◆ **EXERCISE**:
Count the lines of the items below that contain the string "query", with case counting, and give only the number.

** START OF DATASET RECORDS **

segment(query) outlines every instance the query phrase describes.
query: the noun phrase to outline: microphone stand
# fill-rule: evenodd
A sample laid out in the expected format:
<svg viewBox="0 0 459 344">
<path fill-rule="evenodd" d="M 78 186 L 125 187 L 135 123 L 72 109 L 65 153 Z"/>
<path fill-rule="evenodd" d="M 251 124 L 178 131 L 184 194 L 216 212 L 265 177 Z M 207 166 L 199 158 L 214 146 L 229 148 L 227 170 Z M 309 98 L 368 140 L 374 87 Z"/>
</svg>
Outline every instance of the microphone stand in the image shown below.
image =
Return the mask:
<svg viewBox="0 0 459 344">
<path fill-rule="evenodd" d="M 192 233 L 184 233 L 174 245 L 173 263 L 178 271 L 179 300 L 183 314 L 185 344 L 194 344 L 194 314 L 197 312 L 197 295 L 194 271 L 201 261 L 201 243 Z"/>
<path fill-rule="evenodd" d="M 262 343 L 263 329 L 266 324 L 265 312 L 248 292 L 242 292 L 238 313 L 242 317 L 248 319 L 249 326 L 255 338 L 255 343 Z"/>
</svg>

** END OF DATASET RECORDS **
** START OF DATASET RECORDS **

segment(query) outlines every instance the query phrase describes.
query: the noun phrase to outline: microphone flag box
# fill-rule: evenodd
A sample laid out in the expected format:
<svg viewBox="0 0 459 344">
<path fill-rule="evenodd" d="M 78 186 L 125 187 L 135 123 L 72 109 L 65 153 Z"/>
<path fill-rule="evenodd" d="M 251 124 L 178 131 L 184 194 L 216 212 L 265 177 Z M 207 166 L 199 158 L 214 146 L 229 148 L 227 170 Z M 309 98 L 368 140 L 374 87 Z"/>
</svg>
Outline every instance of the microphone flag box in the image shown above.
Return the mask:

** END OF DATASET RECORDS **

◆ **WRITTEN ANSWER**:
4